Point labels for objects
------------
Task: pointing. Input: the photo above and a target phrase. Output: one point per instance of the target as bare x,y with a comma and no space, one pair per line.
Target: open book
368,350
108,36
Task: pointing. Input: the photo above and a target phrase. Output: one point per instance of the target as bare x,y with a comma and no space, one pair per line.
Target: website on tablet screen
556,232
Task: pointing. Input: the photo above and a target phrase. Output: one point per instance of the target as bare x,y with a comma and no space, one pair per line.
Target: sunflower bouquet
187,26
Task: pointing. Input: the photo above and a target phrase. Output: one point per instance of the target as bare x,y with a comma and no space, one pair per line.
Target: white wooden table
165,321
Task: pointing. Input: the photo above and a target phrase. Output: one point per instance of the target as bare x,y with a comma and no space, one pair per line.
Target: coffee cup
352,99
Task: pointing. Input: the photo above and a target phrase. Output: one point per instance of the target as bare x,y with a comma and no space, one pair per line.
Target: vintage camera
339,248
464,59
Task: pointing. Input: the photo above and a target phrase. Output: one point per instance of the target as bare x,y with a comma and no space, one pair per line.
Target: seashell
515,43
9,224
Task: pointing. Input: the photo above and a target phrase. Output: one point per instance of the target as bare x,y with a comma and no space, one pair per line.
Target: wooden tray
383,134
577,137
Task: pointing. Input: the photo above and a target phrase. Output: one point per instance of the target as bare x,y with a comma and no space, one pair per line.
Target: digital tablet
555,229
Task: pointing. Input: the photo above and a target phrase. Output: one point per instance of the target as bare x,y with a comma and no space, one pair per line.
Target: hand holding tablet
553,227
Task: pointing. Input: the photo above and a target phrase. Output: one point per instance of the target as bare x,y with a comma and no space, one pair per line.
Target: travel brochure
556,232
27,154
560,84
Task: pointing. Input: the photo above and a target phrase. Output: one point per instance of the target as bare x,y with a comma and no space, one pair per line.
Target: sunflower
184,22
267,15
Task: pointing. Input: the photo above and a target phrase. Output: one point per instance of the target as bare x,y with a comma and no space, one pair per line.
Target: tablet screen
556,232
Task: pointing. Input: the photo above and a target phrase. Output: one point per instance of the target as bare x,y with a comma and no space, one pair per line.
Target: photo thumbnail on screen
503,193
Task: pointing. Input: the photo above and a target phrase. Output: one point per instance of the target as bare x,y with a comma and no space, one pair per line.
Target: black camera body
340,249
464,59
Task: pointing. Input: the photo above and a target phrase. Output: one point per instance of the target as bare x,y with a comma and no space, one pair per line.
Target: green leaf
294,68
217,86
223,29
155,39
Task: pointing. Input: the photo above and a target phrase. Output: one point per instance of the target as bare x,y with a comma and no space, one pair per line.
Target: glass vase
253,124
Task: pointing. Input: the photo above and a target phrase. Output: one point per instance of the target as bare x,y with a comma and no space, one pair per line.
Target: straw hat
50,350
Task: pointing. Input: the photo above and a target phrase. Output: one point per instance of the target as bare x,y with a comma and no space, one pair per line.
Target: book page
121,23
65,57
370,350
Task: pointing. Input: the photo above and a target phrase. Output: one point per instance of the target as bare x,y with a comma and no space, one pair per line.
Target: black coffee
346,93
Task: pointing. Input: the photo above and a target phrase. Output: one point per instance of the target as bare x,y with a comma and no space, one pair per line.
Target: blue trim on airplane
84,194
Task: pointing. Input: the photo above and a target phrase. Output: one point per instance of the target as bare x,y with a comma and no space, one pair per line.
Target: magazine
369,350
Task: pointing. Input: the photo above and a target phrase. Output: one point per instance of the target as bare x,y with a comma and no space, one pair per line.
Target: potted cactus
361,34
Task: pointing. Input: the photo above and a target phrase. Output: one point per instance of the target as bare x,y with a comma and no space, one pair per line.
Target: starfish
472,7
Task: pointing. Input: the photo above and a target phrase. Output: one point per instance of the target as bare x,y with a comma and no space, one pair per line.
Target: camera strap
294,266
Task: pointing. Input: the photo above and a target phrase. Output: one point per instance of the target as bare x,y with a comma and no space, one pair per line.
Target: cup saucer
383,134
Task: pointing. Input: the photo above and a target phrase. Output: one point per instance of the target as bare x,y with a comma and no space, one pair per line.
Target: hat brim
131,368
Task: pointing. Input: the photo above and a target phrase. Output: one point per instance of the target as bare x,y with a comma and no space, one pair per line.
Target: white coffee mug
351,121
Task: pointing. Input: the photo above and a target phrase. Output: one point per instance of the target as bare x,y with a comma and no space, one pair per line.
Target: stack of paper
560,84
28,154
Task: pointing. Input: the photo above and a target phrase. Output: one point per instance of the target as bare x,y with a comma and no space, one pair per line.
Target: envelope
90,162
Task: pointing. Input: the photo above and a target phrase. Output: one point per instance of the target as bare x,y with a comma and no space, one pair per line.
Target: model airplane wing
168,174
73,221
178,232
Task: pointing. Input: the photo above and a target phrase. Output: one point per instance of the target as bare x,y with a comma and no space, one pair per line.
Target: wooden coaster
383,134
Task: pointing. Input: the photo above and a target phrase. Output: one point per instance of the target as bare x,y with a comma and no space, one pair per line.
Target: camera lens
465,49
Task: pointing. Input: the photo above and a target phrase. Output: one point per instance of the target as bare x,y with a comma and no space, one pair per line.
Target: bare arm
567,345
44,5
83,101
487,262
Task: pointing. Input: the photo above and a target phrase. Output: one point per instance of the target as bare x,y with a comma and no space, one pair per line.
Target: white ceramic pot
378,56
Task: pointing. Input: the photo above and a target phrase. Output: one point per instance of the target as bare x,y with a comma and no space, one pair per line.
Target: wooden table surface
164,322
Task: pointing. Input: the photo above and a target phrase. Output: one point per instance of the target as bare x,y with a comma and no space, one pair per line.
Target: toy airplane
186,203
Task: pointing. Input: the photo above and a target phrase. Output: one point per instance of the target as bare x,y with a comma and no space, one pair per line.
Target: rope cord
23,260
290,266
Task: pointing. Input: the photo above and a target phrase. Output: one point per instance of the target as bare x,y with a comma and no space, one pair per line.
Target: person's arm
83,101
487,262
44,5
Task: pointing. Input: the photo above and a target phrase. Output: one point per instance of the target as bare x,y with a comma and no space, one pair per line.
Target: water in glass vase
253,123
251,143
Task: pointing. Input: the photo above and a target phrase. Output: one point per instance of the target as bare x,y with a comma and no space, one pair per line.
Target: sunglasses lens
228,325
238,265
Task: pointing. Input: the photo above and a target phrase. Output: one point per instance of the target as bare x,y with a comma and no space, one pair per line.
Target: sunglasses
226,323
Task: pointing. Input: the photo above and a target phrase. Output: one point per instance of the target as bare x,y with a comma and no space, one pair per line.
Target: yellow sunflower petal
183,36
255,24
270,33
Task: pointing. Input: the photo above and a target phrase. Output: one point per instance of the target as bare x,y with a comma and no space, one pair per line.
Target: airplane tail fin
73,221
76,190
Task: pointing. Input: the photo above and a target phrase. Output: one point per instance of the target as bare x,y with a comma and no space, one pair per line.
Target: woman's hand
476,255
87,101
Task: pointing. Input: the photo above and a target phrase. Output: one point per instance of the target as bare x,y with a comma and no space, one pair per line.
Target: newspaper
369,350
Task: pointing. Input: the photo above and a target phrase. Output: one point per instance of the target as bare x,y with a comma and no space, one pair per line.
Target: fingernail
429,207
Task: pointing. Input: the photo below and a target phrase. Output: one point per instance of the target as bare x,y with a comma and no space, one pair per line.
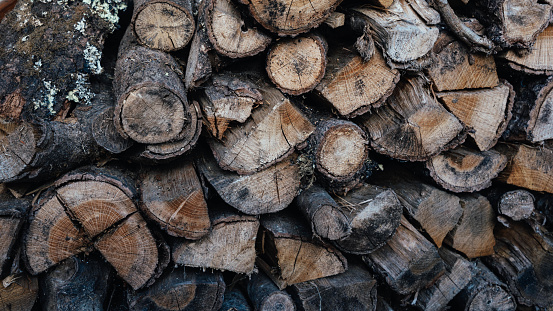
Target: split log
325,215
228,97
374,214
172,196
527,167
267,191
486,111
473,235
353,86
228,31
465,170
298,64
181,290
289,254
408,262
275,128
354,289
229,246
75,282
412,125
266,296
523,259
166,25
293,18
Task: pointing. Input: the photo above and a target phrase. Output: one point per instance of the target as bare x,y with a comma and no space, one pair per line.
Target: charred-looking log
523,259
408,262
486,111
181,289
166,25
289,254
266,296
230,246
227,98
473,235
267,191
325,215
229,33
399,30
152,108
172,196
75,282
513,23
292,18
354,86
354,289
456,277
412,125
528,167
465,170
298,64
272,133
374,214
92,208
485,292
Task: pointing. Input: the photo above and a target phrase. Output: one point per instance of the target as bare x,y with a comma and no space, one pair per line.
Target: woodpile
272,155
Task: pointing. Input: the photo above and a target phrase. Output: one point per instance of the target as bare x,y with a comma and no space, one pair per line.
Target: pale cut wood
466,170
230,246
412,125
354,86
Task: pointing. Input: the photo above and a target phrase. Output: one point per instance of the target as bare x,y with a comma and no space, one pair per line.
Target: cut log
272,133
267,191
289,254
266,296
486,111
353,86
75,283
412,125
228,31
374,214
292,18
229,246
166,25
399,30
473,235
181,290
466,170
408,262
523,259
325,215
298,64
173,197
354,289
528,167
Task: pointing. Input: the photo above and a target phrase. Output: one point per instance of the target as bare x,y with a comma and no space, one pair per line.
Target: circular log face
164,26
152,115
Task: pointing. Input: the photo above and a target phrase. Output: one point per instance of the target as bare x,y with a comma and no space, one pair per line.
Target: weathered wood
412,125
408,262
354,289
466,170
181,290
473,235
298,64
166,25
229,246
172,196
327,219
267,191
374,214
353,86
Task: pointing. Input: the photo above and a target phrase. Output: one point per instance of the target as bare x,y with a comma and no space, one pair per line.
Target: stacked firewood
275,155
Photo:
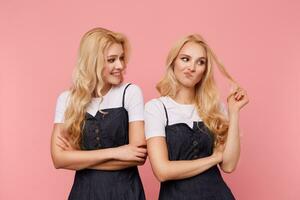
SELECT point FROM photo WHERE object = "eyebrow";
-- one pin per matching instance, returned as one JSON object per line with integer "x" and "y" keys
{"x": 190, "y": 56}
{"x": 113, "y": 56}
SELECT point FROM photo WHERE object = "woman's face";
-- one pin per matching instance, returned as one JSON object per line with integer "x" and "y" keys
{"x": 114, "y": 64}
{"x": 190, "y": 64}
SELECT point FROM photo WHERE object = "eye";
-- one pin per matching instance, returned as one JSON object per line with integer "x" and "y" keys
{"x": 111, "y": 60}
{"x": 202, "y": 62}
{"x": 185, "y": 59}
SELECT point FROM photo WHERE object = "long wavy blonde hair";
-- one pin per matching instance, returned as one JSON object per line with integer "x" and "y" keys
{"x": 207, "y": 98}
{"x": 87, "y": 77}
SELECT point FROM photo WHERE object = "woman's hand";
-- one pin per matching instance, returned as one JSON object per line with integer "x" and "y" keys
{"x": 236, "y": 100}
{"x": 131, "y": 153}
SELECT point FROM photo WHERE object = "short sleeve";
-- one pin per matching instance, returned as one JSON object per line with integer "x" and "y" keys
{"x": 155, "y": 119}
{"x": 61, "y": 105}
{"x": 134, "y": 103}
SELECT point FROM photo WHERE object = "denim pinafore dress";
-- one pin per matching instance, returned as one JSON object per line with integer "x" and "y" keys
{"x": 186, "y": 143}
{"x": 107, "y": 131}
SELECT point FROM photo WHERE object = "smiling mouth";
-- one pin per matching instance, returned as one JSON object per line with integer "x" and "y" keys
{"x": 188, "y": 75}
{"x": 116, "y": 73}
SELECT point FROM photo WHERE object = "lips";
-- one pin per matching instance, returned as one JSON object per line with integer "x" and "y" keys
{"x": 117, "y": 74}
{"x": 188, "y": 75}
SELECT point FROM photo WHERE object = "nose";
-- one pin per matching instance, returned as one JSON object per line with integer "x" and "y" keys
{"x": 192, "y": 66}
{"x": 119, "y": 65}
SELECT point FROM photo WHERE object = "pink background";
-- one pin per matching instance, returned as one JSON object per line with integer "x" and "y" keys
{"x": 257, "y": 40}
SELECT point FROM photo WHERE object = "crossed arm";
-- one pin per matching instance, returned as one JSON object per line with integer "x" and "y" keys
{"x": 64, "y": 156}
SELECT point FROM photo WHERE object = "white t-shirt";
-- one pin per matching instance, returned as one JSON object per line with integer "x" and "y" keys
{"x": 133, "y": 102}
{"x": 155, "y": 116}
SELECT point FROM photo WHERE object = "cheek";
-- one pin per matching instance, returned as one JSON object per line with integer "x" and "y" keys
{"x": 200, "y": 73}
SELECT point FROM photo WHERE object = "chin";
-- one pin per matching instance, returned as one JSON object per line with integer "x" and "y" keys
{"x": 187, "y": 83}
{"x": 116, "y": 81}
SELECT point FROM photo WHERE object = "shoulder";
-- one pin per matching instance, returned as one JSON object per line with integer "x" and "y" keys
{"x": 63, "y": 97}
{"x": 133, "y": 88}
{"x": 154, "y": 104}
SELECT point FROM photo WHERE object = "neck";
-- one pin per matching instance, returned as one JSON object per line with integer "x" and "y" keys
{"x": 185, "y": 95}
{"x": 104, "y": 90}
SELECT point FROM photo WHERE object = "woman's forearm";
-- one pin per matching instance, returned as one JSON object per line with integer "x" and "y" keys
{"x": 78, "y": 159}
{"x": 231, "y": 152}
{"x": 115, "y": 165}
{"x": 173, "y": 170}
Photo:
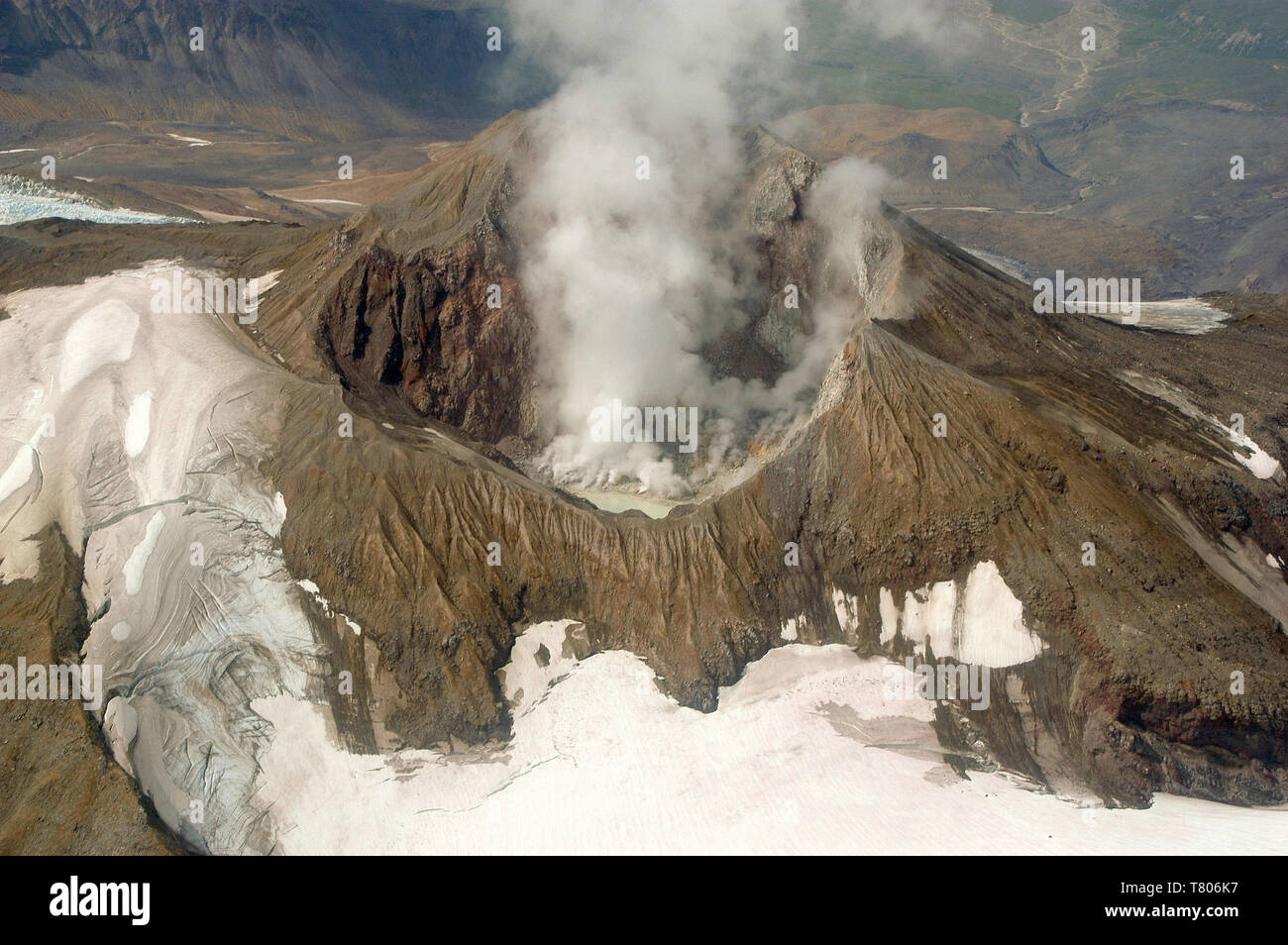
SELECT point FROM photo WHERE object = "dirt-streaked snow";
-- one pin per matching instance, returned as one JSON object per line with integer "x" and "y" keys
{"x": 807, "y": 753}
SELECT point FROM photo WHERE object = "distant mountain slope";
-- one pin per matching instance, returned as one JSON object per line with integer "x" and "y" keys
{"x": 323, "y": 67}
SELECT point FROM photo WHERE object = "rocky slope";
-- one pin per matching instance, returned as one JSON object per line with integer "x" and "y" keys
{"x": 331, "y": 68}
{"x": 1061, "y": 430}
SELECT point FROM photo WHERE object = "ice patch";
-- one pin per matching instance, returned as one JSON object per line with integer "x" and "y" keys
{"x": 138, "y": 425}
{"x": 846, "y": 610}
{"x": 539, "y": 658}
{"x": 18, "y": 472}
{"x": 1262, "y": 464}
{"x": 982, "y": 623}
{"x": 104, "y": 335}
{"x": 136, "y": 566}
{"x": 806, "y": 753}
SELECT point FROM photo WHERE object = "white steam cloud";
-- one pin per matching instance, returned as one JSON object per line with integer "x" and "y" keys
{"x": 629, "y": 278}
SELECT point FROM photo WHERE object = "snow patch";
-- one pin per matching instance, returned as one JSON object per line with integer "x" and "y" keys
{"x": 138, "y": 425}
{"x": 18, "y": 472}
{"x": 806, "y": 753}
{"x": 980, "y": 623}
{"x": 136, "y": 567}
{"x": 104, "y": 335}
{"x": 539, "y": 658}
------------
**WRITTEN PROBLEM:** Locate each line above that contains the string "hand" and copy it. Case counts.

**TASK ANSWER:**
Target: hand holding tablet
Target: woman's hand
SELECT point FROM photo WHERE object = "woman's hand";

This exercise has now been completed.